WHAT TO PRODUCE:
Answer these questions from the abstract on high aortic occlusion:
1. Which department and school is named as the authors' institution?
2. How many patients had sexual impotence?
3. What was the average follow-up period for the patients discharged from the hospital?

PROVIDED TEXT:
[Abstract] [Full Text PDF] (in Japanese / 573KB) [Members Only And Two Factor Auth.]

J.Jpn. Surg. Soc.. 89(2): 265-269, 1988


Original article

SURGICAL TREATMENT AND RESULT OF HIGH AORTIC OCCLUSION

The Second Department of Surgery, Okayama University Medical School, Okayama, Japan

Hideki Kurihara, Takashi Kusai, Shintaro Shokoku, Masaaki Senoh, Yasuhiro Shimizu, Hatsuzo Uchida, Shigeru Teramoto

Twenty-one patients with high aortic occlusion treated at our institution from 1967 to 1986 were reviewed. There were seventeen men aged from 39 to 78 (mean age: 61.0) underwent surgical intervention. All patients presented clinical manifestations of vascular insufficiency of the lower limbs;rest pain in eleven patients, intermittent claudication in nine and the others. Sexual impotence was present in eight patients. Renal artery involvement was seen in one case, and renovascular hypertension was observed in this patient.
Hypertension and ischemic heart disease were present in twelve cases, cerebrovascular insufficiency in one case, diabetes mellitus in three cases.
The following surgical treatments were performed; end-to-end Y-shaped Dacron graft implantations from the infrarenal abdominal aorta to the common femoral arteries in six patients, onlay V-shaped Dacron graft implantations in three patients, axillofemoral extra-anatomic bypass in four patients, and amputation only in one.
The hospital mortality was 18% (3/17). Twelve patients discharged from the hospital are followed up (average period was 118 months), but the follow up was lost in two patients. There were two late deaths, which course was not related to operations. The prognosis of high aortic occlusion after anatomic bypass is good, thus it was concluded that anatomic bypass with Y-shaped or V-shaped Dacron graft was recommended and extra-anatomic bypass might be performed only in a high risk patient.

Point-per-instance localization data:
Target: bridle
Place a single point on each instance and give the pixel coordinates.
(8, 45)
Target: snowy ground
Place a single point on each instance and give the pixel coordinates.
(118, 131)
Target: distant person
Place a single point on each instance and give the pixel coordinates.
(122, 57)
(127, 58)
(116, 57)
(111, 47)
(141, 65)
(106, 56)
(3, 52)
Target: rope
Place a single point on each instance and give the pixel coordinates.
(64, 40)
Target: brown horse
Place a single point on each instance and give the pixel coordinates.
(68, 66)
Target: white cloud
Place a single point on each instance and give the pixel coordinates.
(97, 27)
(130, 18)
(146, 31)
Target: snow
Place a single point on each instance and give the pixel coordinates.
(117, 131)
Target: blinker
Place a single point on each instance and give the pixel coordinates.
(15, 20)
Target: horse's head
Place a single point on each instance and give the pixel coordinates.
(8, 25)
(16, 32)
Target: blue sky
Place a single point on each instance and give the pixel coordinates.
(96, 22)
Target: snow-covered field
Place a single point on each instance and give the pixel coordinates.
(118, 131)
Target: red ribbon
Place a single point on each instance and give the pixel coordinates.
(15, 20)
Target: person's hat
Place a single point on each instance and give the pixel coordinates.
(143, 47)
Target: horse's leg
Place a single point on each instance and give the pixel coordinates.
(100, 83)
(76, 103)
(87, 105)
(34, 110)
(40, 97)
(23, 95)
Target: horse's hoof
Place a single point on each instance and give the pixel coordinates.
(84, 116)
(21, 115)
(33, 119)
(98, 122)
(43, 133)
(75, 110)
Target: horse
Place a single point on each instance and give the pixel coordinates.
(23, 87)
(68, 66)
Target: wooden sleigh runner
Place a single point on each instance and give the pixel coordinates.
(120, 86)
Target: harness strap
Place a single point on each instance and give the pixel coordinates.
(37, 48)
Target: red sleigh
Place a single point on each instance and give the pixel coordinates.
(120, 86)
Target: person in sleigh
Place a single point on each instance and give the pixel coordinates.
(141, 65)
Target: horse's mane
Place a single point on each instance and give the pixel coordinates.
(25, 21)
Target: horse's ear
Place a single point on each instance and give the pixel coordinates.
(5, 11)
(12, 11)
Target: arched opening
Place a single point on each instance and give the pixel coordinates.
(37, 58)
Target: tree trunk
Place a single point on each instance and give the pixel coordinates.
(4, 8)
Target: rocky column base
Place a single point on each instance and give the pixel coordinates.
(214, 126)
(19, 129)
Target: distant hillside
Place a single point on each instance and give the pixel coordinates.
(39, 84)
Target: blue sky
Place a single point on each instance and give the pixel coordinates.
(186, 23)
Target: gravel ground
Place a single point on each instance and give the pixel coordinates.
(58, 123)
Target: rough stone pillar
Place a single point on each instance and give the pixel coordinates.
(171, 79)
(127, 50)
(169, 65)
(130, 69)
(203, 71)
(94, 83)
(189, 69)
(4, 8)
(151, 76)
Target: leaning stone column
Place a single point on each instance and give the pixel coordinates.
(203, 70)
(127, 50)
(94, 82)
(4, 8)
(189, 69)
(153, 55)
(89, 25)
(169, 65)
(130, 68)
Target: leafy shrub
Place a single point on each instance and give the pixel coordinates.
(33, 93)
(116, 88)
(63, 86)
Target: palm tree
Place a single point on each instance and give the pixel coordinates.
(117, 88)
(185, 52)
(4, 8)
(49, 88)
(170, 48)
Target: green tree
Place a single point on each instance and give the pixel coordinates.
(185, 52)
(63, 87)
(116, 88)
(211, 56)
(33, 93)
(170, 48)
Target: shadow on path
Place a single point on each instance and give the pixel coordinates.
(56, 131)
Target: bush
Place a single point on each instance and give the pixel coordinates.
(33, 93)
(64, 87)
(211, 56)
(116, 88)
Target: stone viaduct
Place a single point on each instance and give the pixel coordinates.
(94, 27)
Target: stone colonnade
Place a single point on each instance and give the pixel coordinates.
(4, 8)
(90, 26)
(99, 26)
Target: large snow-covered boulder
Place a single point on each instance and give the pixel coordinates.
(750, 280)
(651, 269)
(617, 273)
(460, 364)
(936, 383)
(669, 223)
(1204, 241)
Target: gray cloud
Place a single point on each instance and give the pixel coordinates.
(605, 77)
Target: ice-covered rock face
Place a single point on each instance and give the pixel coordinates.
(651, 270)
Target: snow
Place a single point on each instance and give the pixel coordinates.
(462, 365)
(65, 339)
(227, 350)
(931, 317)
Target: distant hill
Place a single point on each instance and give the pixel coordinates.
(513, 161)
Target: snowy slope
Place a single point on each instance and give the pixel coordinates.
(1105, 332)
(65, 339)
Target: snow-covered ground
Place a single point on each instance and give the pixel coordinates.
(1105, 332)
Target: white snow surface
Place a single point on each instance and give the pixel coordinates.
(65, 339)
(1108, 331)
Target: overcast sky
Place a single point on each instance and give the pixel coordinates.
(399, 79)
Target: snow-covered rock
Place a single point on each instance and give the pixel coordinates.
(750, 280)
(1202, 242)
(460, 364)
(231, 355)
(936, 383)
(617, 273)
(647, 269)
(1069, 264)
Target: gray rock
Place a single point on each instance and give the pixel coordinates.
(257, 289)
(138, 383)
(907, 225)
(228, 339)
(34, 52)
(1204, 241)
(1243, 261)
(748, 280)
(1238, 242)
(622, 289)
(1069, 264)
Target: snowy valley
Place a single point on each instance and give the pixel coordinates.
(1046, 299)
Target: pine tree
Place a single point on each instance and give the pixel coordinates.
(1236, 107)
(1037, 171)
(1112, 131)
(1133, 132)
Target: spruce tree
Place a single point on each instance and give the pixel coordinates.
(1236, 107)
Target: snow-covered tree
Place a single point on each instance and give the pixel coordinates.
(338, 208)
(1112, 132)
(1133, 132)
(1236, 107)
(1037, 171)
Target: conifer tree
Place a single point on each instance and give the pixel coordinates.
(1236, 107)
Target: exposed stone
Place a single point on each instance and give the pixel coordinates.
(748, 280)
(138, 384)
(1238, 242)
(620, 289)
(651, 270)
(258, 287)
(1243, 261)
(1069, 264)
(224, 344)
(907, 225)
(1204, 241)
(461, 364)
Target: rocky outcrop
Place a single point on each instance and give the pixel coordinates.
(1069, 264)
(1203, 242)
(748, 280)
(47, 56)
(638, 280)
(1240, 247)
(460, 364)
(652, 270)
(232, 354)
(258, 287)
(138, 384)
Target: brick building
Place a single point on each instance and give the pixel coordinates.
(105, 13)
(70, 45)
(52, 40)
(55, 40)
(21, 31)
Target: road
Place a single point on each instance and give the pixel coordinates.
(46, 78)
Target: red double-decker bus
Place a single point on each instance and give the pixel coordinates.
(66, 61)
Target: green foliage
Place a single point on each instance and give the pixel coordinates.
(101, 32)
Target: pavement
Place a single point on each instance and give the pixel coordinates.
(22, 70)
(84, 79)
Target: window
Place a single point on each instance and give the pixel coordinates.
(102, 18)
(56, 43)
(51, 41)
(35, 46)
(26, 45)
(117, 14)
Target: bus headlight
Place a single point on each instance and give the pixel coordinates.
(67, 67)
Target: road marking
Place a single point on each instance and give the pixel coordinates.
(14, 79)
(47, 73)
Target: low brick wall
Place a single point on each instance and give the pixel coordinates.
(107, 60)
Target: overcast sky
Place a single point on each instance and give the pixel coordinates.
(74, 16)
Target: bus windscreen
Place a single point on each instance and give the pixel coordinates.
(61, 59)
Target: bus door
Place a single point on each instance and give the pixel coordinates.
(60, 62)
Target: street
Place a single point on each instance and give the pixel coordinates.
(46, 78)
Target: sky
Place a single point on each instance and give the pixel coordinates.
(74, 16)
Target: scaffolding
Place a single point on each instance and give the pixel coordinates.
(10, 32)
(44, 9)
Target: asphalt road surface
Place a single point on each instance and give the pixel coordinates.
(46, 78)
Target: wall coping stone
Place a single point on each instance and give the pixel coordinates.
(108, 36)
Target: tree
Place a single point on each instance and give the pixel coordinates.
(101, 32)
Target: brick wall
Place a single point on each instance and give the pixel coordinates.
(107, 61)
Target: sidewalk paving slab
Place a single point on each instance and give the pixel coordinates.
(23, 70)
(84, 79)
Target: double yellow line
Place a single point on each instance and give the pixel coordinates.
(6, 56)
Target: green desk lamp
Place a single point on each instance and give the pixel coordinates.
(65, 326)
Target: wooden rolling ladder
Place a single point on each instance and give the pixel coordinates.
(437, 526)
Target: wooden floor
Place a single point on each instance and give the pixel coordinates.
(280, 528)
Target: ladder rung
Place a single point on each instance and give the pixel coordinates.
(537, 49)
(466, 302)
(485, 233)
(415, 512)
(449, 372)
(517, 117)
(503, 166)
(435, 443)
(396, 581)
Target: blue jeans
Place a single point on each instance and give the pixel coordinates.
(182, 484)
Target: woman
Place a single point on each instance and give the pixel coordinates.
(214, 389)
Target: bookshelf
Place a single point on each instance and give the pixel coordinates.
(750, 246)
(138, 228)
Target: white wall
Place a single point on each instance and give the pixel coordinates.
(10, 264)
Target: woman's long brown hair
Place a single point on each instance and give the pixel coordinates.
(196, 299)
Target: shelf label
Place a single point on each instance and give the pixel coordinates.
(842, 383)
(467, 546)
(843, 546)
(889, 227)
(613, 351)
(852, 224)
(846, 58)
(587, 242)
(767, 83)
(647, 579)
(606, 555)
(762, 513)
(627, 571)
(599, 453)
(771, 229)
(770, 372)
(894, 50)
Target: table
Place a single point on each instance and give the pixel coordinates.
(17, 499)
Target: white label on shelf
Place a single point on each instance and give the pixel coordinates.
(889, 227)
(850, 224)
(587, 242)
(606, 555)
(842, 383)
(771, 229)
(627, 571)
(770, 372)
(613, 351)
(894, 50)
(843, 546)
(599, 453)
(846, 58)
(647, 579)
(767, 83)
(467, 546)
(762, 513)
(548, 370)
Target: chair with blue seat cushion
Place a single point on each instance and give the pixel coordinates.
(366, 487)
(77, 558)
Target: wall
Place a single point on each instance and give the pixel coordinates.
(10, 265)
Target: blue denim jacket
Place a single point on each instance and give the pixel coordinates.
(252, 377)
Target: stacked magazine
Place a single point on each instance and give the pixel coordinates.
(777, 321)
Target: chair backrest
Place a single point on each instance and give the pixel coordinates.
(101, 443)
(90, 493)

FINISHED EXERCISE:
1. The Second Department of Surgery, Okayama University Medical School
2. Eight
3. 118 months